Reproduce the following records line for line, without changing anything, and leave out the pictures.

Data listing
========================================

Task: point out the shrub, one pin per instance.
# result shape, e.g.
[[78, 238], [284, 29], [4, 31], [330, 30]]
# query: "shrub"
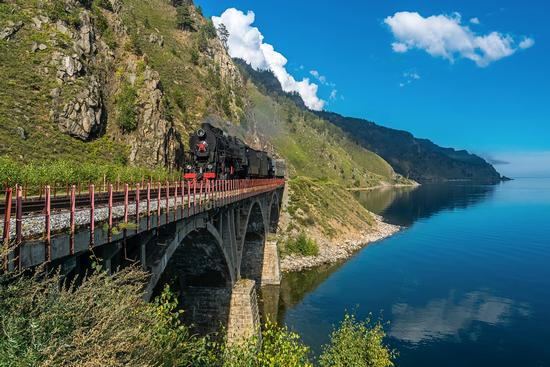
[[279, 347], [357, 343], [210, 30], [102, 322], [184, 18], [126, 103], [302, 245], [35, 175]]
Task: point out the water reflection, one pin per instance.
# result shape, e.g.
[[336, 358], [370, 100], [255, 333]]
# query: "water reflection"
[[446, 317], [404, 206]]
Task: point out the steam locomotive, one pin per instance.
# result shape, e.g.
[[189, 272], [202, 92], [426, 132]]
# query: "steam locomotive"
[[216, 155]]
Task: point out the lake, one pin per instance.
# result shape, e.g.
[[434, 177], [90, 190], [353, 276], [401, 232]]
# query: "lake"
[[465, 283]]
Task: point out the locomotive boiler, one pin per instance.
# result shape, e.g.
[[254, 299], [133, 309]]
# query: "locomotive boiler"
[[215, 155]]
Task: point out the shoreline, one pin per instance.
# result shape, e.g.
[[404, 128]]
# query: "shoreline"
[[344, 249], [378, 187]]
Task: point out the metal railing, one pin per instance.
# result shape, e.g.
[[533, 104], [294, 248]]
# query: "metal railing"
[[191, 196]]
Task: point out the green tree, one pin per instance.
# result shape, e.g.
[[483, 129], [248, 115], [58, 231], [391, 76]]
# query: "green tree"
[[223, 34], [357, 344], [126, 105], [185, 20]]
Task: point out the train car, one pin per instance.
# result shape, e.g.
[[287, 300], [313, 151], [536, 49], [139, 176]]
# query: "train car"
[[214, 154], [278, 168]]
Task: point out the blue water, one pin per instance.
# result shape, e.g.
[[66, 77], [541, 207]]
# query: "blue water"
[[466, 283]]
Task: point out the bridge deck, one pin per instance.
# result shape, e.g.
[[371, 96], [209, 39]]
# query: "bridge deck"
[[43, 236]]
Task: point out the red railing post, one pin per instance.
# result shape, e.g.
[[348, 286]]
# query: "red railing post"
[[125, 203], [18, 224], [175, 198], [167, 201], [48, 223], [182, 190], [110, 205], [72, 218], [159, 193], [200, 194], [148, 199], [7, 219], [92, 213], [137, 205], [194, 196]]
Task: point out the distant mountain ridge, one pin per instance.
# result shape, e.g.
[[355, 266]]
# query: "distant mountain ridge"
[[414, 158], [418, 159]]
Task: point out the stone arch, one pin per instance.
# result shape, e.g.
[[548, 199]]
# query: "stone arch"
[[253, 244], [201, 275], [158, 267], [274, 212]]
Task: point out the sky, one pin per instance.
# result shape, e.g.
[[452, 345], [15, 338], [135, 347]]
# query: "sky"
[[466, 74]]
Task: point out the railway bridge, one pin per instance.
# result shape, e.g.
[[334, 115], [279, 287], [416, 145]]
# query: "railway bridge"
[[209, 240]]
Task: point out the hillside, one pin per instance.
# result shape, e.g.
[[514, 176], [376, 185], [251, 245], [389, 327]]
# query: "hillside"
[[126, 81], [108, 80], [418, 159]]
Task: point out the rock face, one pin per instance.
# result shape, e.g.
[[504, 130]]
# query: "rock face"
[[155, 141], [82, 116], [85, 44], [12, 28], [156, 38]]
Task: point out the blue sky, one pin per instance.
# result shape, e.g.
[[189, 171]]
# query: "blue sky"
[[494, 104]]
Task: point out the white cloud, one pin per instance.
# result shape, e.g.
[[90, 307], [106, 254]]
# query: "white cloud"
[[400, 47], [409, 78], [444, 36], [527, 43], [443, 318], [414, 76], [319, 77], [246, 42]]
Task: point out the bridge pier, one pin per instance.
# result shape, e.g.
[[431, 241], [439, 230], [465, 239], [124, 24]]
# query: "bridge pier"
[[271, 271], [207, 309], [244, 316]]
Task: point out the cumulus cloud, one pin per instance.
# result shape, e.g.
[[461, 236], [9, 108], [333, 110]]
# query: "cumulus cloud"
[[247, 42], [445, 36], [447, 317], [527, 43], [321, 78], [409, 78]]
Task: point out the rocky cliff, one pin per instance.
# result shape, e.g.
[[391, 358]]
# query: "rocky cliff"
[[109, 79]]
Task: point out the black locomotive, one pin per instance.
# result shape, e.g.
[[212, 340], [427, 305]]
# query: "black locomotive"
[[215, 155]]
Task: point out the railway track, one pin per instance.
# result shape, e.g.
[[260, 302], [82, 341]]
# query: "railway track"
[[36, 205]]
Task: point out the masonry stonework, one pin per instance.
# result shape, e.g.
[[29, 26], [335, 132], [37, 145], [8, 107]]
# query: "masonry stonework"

========================================

Complete output
Task: point out the shrub, one pin per instance.
# result shape, e.g.
[[78, 238], [284, 29], [4, 31], [330, 30]]
# query: "shrub"
[[279, 347], [357, 343], [210, 30], [102, 322], [184, 18], [126, 103], [302, 245], [35, 175]]
Task: point out the water reflection, one pin per instance.
# result shape, e.g.
[[336, 358], [370, 100], [255, 333]]
# query: "water reflection"
[[446, 317], [404, 206]]
Task: point out the steam locomotive, one pin per instance.
# result shape, e.g.
[[189, 272], [202, 92], [426, 132]]
# query: "steam locomotive"
[[216, 155]]
Task: point out the lake, one pin per instance.
# result shape, e.g.
[[434, 177], [90, 190], [353, 276], [401, 232]]
# query: "lake"
[[465, 283]]
Task: point out the locomotive boiler, one pin per instance.
# result shape, e.g.
[[254, 299], [133, 309]]
# query: "locomotive boiler"
[[215, 155]]
Task: point out the shoreline, one pin per instance.
# result shape, e.g.
[[404, 128]]
# query: "shoreline"
[[344, 249], [378, 187]]
Task: point out the metal railing, one pin per instance.
# result shape, e.g.
[[533, 104], [294, 248]]
# query: "metal railing"
[[191, 196]]
Task: point out the green tree, one pin per instance.
# result shape, e.g.
[[483, 129], [248, 115], [58, 231], [391, 76]]
# query: "green tree"
[[223, 34], [357, 344], [126, 105], [185, 20]]
Task: point out the train car, one pin per instance.
# result shape, e.g.
[[287, 300], [313, 151], [536, 49], [139, 176]]
# query: "train car"
[[214, 154], [278, 168]]
Task: point out the blue water, one pin per instance.
# result shape, e.g.
[[66, 77], [541, 207]]
# query: "blue water"
[[466, 283]]
Task: point out the bridge deck, one pin per instance.
# result shape, e.g.
[[371, 96], [209, 39]]
# query: "bridge deck"
[[43, 236]]
Task: point out the red railing post, one pin per instance.
# result shape, e.g.
[[348, 286]]
# query: "red railing post"
[[125, 203], [18, 224], [175, 198], [167, 201], [48, 223], [182, 190], [110, 205], [72, 218], [159, 193], [200, 194], [148, 199], [7, 219], [92, 213], [137, 205], [194, 196]]
Task: point out the distant mountain ridge, one pin per instance.
# result shape, e.g.
[[355, 266]]
# query: "distant mountain ridge"
[[414, 158], [418, 159]]
Task: point out the stone arch, one pin per instance.
# result shape, e.g.
[[548, 199]]
# query: "stone arch"
[[253, 244], [201, 275], [158, 267], [274, 212]]
Task: point out the sky, one pin per instance.
# result shape, e.g.
[[452, 345], [15, 338], [135, 347]]
# query: "sky"
[[466, 74]]
Task: point out the railway bridge, one pin per instance.
# result shape, e.g.
[[334, 115], [279, 287], [416, 145]]
# query: "railway bridge"
[[209, 240]]
Task: point out the hillside, one pin per instance.
# result shape, e.g.
[[514, 176], [376, 185], [251, 245], [389, 327]]
# query: "hillside"
[[126, 81], [108, 80], [418, 159]]
Task: point out the rock face, one pin per instance.
# result shape, e.g.
[[504, 130]]
# query: "rock face"
[[155, 141], [82, 116], [85, 44], [12, 28], [156, 38]]
Task: point out the blue sky, one pin per instance.
# result shape, e.g.
[[189, 171]]
# query: "blue sky"
[[494, 104]]
Task: point out the white cloud, one pin per instance.
# result shape, e.g.
[[90, 307], [106, 254]]
# query: "white cloud"
[[400, 47], [409, 78], [444, 36], [527, 43], [443, 318], [414, 76], [319, 77], [246, 42]]
Task: point out the bridge pier, one pin per instance.
# result shape, e.g.
[[431, 241], [439, 230], [465, 239], [124, 24]]
# query: "bridge pier"
[[271, 271], [207, 309], [244, 316]]
Task: point out the cumulus cloud, one pin per instance.
# result shape, e.g.
[[461, 236], [9, 108], [333, 110]]
# query: "cumulus cloud"
[[247, 42], [445, 36], [447, 317], [527, 43], [321, 78], [409, 78]]
Task: point out the rocky cliff, one pin per instance.
# result shape, e.g.
[[391, 358]]
# query: "rocky cliff"
[[109, 79]]
Task: point out the black locomotive, one pin per instance.
# result shape, e.g.
[[212, 340], [427, 305]]
# query: "black locomotive"
[[215, 155]]
Task: point out the railway track, one pin per instance.
# result shape, e.g.
[[260, 302], [82, 341]]
# query: "railway track"
[[36, 205]]
Task: point out the masonry stonework, one pin per instance.
# result shape, e.g.
[[29, 26], [335, 132], [37, 145], [8, 107]]
# query: "masonry stonework"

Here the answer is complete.